Natural-language object grounding data:
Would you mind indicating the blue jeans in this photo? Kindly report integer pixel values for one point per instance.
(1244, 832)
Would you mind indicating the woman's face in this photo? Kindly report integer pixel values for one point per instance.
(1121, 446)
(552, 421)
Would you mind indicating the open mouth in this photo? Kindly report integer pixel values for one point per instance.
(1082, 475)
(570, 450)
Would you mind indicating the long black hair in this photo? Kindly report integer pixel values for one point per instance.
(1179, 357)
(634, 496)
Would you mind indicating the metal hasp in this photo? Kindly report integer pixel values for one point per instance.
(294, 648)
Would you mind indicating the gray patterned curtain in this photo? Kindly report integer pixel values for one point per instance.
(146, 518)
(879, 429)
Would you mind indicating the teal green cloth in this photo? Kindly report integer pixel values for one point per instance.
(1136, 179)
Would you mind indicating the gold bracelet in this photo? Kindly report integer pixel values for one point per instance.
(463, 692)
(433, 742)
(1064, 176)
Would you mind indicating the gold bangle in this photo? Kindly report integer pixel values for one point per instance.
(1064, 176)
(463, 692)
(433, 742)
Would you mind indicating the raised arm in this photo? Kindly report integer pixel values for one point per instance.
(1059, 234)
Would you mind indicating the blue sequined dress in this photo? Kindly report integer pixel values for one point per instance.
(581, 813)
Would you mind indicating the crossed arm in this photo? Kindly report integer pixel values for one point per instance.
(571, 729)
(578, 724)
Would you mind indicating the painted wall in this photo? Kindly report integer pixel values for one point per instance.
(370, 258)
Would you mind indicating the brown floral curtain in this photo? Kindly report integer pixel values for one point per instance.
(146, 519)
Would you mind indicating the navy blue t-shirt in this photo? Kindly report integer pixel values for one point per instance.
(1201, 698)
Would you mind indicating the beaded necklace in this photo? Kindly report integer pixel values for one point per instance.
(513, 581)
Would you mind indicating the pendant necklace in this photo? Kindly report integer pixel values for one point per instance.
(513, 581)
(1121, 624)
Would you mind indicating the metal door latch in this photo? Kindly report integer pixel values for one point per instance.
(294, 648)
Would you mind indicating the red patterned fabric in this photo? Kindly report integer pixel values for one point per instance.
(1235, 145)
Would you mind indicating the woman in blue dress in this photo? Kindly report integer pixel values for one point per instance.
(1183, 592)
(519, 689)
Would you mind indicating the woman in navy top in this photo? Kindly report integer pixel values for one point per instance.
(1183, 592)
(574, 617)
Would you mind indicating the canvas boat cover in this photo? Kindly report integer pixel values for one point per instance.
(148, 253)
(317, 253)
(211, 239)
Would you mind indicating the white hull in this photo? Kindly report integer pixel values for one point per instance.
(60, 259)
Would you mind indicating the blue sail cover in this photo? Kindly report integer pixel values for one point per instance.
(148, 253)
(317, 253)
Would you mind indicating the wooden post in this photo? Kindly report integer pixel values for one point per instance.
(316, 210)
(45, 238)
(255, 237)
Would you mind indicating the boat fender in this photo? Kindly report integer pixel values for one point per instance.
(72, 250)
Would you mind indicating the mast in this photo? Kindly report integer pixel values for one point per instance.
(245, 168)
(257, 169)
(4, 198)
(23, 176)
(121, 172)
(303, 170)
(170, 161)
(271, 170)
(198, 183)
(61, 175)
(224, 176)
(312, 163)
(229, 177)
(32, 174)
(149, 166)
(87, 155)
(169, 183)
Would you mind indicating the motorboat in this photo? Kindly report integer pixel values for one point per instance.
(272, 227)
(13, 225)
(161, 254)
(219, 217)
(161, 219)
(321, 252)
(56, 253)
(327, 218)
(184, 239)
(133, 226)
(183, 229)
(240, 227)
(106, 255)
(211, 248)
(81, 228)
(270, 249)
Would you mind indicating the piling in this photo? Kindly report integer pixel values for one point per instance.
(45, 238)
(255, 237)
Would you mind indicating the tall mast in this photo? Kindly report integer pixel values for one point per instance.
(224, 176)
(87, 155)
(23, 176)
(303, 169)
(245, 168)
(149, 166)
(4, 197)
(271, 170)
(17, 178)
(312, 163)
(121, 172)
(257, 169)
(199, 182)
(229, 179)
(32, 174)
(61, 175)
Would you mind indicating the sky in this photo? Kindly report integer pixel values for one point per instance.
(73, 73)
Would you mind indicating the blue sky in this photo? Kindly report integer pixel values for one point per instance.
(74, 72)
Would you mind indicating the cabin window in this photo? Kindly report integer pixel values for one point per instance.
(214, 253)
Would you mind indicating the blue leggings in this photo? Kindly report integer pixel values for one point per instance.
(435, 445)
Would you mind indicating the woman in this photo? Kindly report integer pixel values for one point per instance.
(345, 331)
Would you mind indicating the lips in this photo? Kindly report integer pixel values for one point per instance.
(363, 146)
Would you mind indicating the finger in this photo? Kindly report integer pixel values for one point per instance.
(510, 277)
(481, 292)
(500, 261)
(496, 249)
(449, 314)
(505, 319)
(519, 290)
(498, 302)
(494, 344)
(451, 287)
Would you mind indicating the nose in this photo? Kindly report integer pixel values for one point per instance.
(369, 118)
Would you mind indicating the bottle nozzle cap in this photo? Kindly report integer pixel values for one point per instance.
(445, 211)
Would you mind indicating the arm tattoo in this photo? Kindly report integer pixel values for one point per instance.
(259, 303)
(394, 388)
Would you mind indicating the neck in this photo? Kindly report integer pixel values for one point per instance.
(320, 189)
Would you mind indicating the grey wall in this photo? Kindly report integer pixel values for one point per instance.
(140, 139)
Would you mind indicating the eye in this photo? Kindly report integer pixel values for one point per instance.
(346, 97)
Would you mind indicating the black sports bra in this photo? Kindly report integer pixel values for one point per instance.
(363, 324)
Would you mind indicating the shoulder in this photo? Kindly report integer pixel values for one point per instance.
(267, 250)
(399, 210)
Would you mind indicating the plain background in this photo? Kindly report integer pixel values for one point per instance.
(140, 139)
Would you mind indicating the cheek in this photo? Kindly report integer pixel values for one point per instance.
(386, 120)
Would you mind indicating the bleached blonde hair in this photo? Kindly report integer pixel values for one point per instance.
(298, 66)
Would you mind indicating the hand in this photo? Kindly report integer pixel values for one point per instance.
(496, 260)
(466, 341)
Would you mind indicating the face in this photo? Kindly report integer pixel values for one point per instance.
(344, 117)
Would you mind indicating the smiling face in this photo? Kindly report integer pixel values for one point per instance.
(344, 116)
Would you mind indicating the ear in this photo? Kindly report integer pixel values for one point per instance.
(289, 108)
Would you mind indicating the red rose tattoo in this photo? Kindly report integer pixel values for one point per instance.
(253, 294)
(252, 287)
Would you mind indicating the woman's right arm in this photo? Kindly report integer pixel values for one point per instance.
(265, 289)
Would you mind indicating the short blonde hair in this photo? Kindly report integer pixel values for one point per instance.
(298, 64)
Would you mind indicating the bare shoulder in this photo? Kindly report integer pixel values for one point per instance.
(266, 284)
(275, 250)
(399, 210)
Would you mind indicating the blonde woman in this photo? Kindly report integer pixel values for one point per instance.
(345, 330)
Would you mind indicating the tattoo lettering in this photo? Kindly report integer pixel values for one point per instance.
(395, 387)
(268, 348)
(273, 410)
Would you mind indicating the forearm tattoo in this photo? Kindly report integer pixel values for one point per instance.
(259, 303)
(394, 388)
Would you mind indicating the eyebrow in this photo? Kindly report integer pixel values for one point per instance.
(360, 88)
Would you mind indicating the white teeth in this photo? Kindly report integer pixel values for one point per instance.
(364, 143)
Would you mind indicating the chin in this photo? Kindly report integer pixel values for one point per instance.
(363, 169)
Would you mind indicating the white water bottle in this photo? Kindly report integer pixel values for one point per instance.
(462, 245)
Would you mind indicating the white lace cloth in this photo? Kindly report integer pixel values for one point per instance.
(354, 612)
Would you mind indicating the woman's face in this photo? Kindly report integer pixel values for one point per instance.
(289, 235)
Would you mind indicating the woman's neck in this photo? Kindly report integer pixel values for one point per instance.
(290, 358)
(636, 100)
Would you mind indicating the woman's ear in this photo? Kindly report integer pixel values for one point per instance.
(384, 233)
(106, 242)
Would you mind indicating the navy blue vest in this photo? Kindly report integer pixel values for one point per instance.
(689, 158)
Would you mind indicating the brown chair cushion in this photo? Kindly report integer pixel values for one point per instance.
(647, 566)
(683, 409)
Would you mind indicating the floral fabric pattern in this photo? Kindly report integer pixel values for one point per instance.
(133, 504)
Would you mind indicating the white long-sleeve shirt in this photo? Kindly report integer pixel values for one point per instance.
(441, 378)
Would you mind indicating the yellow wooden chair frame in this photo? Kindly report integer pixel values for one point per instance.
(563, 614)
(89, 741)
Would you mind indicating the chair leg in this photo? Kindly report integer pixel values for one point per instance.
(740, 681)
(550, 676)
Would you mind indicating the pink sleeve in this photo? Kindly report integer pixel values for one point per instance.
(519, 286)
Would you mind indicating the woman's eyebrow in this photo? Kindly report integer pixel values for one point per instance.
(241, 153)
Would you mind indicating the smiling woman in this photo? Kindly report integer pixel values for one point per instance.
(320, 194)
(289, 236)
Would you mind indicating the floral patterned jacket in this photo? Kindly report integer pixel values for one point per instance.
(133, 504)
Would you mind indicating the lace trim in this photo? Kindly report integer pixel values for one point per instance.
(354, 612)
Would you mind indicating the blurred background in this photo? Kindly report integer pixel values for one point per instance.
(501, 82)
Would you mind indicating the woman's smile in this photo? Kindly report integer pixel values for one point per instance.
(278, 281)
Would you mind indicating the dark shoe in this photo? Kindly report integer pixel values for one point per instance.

— What to work on —
Write out again exactly the lines that run from the one holding "Would you mind indicating the navy blue vest" through the last line of the data; omit all other lines.

— Solution for this exercise —
Would you mind indicating the navy blue vest in this photo? Kindly report integer pixel values for one point per instance.
(689, 158)
Would you mind indicating the brown chair cushion in this photo? Kindly report integer pixel values for one point per instance.
(647, 566)
(683, 409)
Would you mind indicating the floral fabric pattern in this photo? Kindly report integer pixel values for one point per instance.
(133, 504)
Would you mind indicating the white long-sleeve shirt in this photo? Kindly report integer pixel values for one point per instance.
(441, 378)
Would you mind indicating the yellow wooden chair frame in this photo? Kindly report integer pixel values for one point per instance.
(563, 614)
(89, 741)
Would you mind indicating the chair leg in this photo? Kindly report integer pixel values for one point per instance.
(740, 681)
(550, 676)
Would you mind indicating the pink sleeve in this photo? Kindly report integer pixel values for one point per instance.
(519, 286)
Would you mind indicating the woman's eyebrow in this photo? Kindly report integer pixel values for one point per instance.
(241, 153)
Would you mind indicating the smiling woman in this photo? Kindly report integer pixel values for one point per instance.
(320, 194)
(289, 236)
Would you mind indicating the floral patterned jacket in this photo? Kindly report integer pixel values for one point per instance.
(133, 504)
Would you mind indicating the lace trim in this photo? Kindly report integer pixel values for one point per instance.
(354, 612)
Would you mind indicating the blurred background in this photo? Kindly report integer pixel values for one point per instance.
(501, 82)
Would you mind indicating the woman's smile in this photo? Kindly report integer pixel values for one point per instance.
(278, 281)
Would you mind indicating the dark shoe in this photo? Kindly report integer pixel values for one point per instance.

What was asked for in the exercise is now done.